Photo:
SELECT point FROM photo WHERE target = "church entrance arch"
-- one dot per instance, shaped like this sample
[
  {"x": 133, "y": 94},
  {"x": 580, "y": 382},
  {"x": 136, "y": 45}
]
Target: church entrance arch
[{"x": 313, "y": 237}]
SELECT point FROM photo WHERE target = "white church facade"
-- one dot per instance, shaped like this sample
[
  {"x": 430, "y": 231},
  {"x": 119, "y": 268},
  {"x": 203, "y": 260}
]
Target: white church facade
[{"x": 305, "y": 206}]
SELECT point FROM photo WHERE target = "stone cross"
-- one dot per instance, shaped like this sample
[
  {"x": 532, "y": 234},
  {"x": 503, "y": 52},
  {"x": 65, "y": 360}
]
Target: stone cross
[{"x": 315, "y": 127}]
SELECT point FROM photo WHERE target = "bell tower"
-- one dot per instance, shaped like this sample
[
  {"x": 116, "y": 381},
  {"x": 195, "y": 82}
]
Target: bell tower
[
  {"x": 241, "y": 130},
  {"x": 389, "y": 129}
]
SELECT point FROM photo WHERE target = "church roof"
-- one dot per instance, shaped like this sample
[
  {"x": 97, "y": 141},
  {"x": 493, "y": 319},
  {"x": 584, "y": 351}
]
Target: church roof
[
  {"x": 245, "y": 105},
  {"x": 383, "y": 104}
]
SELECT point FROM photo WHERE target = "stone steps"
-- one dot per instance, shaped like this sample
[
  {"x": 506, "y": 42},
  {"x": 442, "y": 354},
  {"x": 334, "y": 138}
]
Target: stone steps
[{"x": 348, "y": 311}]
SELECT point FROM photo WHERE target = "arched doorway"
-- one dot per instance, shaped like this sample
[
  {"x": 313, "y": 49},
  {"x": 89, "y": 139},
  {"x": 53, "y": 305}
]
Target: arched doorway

= = = = =

→ **ACTIVITY**
In these entries, please give the number of lines holding the string "WHERE" and nothing more.

→ **SOLVED EXERCISE**
7